> [TASK DETAILS] Report how many of the lines below contain the word "rear". Give only the number.

> [PROVIDED RECORDS]
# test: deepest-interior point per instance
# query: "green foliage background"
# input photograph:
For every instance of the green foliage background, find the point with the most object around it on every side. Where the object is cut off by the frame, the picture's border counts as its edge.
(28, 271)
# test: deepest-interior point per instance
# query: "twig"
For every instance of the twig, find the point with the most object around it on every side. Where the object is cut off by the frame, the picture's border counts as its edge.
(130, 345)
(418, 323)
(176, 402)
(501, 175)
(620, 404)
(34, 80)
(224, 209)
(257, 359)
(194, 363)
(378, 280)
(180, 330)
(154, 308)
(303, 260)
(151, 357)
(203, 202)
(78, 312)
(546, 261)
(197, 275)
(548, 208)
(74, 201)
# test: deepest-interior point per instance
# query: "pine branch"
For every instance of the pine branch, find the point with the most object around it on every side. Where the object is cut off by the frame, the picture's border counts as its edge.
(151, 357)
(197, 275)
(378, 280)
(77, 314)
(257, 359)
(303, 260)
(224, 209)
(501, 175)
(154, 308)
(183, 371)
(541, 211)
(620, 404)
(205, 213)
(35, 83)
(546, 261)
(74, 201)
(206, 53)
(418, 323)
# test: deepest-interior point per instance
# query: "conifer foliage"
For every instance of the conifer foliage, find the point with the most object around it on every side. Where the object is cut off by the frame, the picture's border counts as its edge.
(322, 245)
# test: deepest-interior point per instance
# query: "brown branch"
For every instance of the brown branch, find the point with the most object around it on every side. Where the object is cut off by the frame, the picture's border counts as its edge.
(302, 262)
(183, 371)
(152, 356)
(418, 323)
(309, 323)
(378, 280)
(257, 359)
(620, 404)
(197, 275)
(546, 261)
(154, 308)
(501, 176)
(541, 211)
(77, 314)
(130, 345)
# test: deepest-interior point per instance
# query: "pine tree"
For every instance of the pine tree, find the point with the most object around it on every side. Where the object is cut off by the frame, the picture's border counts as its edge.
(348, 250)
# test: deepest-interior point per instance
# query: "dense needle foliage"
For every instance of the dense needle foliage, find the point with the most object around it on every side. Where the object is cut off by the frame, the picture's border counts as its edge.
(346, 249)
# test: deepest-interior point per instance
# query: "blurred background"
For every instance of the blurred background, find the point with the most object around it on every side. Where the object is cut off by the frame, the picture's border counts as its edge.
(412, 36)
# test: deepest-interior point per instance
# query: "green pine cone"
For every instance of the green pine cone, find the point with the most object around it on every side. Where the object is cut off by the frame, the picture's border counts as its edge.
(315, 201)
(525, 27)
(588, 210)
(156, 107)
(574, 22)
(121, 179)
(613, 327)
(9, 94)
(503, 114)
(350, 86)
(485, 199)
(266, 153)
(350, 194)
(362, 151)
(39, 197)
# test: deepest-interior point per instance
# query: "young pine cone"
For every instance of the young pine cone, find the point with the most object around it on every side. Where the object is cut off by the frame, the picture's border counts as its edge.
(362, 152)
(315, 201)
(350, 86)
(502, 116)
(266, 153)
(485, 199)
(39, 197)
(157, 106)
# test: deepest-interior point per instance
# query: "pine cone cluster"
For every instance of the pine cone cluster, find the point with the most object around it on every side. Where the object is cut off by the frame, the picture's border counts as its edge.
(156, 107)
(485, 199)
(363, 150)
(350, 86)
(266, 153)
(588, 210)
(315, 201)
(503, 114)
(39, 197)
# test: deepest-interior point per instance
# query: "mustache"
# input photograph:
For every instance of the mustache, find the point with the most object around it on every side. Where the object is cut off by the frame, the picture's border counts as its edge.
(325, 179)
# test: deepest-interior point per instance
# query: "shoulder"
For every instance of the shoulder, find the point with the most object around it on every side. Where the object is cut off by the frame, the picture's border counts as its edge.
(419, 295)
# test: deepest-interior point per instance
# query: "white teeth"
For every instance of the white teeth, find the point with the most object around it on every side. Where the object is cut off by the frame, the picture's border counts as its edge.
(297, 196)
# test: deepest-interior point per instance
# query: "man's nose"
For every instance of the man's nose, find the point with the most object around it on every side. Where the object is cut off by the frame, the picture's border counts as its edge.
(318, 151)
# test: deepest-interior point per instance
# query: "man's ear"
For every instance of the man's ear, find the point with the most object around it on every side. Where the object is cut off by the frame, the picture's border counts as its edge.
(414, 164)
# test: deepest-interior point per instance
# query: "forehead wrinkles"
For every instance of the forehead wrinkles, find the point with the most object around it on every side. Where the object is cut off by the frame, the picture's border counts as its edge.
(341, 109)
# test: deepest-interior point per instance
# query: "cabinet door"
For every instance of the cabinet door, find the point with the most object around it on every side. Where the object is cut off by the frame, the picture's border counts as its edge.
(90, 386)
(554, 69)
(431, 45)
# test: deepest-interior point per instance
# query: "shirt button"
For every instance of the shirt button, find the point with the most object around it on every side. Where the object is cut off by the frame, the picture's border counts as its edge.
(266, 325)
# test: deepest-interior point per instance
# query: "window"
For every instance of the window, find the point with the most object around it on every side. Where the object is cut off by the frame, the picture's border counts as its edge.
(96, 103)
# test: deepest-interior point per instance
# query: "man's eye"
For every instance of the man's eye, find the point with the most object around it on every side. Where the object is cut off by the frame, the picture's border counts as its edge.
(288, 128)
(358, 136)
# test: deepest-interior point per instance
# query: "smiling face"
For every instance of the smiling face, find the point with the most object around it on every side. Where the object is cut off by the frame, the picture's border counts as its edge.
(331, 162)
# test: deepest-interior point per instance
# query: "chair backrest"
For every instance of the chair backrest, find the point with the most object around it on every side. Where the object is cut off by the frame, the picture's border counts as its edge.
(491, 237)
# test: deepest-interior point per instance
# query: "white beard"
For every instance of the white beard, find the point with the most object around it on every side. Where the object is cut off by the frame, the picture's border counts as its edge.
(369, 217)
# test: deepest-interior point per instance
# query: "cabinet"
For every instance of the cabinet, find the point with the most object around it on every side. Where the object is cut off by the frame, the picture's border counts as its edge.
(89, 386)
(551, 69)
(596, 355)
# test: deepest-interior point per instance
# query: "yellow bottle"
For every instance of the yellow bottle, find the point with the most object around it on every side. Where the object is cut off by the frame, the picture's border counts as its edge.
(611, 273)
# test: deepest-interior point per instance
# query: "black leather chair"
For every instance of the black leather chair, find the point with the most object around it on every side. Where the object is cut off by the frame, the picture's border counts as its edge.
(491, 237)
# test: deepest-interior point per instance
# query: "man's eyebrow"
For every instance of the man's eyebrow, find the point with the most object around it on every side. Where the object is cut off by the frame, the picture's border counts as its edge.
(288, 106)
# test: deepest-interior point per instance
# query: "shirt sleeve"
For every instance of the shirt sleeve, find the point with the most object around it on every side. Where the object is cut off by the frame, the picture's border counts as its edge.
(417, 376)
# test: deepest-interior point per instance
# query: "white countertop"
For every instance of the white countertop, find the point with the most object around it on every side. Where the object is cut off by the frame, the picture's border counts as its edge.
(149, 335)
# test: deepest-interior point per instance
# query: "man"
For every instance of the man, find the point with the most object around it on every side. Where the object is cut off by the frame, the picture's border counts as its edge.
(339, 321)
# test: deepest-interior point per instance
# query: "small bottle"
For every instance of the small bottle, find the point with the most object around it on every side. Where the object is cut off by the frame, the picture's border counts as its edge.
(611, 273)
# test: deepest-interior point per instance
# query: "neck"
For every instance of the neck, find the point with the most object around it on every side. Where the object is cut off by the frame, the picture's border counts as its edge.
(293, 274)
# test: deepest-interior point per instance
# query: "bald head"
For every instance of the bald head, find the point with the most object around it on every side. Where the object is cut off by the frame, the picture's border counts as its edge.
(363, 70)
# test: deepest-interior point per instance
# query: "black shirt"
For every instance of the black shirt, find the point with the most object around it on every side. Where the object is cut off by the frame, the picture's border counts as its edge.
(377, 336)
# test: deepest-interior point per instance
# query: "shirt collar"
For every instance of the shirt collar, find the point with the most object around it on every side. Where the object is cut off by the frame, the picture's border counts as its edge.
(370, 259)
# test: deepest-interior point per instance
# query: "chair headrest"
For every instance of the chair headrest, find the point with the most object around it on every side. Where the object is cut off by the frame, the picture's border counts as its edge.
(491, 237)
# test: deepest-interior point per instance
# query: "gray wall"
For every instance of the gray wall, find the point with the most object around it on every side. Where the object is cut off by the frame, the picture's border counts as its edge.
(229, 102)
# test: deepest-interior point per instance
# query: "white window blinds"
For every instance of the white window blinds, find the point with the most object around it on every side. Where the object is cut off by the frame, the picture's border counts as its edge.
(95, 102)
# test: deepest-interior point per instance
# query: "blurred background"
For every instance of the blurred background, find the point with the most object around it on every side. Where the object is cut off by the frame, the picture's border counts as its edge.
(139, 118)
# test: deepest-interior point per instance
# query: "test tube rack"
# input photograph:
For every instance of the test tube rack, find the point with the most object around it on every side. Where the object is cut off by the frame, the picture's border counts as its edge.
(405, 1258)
==
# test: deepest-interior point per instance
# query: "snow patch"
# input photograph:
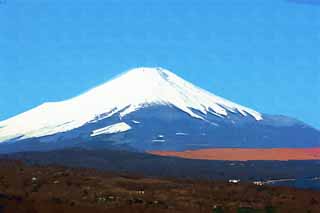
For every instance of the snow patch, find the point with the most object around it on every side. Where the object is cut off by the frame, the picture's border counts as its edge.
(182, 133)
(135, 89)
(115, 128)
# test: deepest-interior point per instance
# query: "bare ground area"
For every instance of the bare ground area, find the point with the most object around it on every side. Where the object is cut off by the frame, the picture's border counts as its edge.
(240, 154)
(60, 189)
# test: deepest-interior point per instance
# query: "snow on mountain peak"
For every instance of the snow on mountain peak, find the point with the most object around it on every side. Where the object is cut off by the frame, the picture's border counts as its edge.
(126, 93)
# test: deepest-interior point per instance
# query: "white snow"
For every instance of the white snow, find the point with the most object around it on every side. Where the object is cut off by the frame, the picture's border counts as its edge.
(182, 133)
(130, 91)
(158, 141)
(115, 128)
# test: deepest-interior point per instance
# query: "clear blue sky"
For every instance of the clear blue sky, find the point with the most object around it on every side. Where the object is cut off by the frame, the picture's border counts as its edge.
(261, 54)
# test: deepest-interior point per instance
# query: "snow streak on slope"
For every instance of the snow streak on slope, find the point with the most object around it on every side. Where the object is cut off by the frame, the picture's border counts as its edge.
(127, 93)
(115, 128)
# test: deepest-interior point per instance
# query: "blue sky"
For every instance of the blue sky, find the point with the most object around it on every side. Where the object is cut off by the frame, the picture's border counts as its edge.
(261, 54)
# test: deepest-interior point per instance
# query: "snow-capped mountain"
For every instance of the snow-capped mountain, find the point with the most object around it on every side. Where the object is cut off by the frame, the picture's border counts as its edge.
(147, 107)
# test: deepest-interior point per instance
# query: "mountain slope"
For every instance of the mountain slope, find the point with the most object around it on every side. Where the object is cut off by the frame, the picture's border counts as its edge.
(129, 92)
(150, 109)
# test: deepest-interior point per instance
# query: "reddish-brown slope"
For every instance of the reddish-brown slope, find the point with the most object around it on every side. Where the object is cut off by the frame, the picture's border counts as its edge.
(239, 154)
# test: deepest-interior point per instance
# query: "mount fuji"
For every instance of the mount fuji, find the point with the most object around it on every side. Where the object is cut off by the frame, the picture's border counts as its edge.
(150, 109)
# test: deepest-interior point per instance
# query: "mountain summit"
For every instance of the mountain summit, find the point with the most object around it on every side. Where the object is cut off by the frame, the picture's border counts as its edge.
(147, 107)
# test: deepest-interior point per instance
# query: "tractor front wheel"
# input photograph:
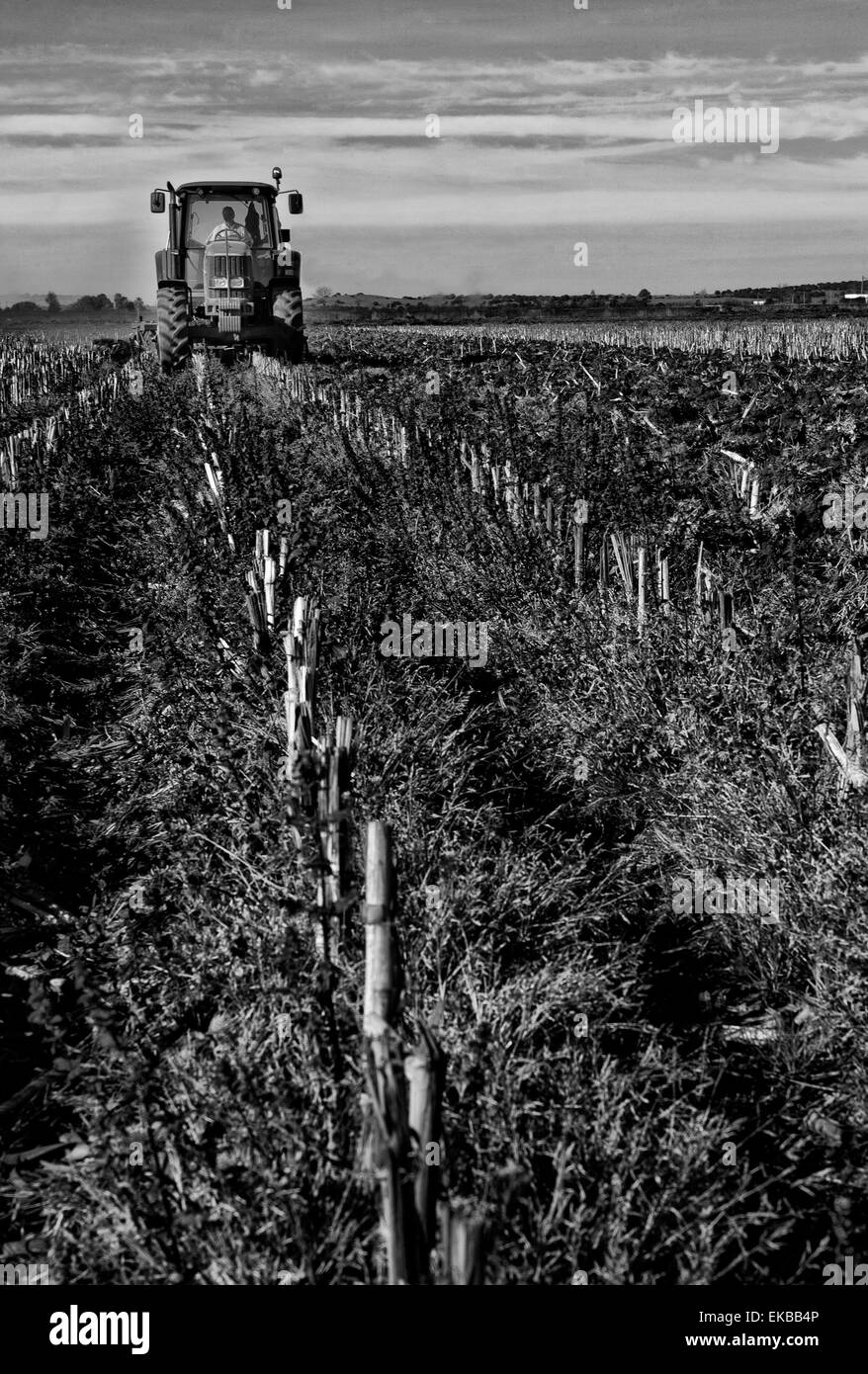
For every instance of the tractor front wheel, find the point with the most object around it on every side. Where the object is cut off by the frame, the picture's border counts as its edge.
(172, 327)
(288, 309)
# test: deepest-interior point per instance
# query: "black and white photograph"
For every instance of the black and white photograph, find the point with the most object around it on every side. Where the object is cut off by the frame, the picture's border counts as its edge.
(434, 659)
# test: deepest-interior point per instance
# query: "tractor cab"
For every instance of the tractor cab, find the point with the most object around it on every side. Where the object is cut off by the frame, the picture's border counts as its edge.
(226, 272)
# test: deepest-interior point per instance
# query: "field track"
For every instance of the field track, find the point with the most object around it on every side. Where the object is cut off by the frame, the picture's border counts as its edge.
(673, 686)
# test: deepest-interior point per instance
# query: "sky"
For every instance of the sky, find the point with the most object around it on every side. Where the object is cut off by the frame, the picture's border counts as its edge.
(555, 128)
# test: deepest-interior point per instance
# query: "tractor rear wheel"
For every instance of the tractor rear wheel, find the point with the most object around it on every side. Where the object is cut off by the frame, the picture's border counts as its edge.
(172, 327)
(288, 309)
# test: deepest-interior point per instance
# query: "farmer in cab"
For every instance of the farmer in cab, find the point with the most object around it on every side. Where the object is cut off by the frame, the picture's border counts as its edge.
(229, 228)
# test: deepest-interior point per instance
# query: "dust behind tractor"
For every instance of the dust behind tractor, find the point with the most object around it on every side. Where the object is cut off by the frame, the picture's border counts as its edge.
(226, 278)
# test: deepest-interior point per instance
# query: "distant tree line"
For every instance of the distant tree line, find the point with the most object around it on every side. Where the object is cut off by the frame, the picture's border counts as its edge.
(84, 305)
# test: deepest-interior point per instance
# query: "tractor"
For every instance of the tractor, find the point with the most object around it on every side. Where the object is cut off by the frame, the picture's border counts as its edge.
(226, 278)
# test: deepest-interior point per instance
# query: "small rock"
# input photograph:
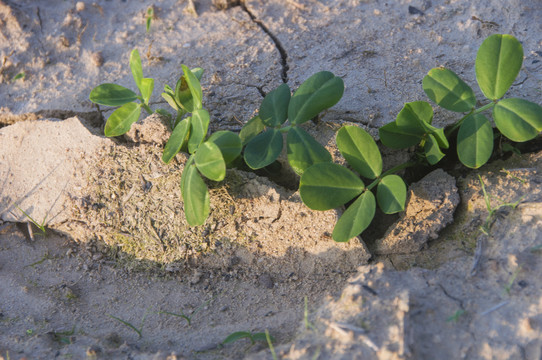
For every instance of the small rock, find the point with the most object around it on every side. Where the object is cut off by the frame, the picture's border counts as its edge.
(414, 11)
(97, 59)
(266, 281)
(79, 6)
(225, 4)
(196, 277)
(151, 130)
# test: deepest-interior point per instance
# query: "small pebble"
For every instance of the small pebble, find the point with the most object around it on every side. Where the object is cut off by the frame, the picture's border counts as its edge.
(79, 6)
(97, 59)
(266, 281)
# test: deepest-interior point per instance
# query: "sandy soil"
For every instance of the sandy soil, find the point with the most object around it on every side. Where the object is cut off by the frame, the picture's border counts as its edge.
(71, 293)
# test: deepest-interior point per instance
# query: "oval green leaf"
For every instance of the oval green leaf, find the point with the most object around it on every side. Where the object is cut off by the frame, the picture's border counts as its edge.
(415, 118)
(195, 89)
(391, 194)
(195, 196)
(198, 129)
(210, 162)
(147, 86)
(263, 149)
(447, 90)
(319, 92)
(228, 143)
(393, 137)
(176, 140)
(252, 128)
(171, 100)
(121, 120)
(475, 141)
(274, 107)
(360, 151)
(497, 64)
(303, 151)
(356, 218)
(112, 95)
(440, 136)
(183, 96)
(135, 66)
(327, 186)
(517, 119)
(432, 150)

> [FINAL RESULT] 2